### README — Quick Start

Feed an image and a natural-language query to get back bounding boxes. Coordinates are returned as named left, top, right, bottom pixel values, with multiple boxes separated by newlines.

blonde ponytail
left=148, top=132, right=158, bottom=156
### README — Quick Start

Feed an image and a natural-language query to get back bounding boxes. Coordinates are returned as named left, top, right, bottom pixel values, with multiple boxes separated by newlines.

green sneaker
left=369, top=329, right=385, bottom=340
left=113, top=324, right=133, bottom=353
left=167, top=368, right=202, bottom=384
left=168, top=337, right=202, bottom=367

..........

## The task:
Print the lines above again, word for word and with the same layout.

## Task answer:
### README — Quick Start

Feed an image and a natural-language query to get back bounding boxes. Coordinates are returned as named left, top, right, bottom pixel values, with multiple boxes separated by newlines.

blonde ponytail
left=148, top=132, right=158, bottom=156
### README — Quick Start

Feed an image and a natural-language query to get back bounding boxes. Coordinates are returned as named left, top, right, bottom pixel values, with multiple boxes separated by newlines.

green sneaker
left=369, top=329, right=385, bottom=340
left=113, top=324, right=133, bottom=353
left=167, top=368, right=202, bottom=384
left=168, top=337, right=202, bottom=367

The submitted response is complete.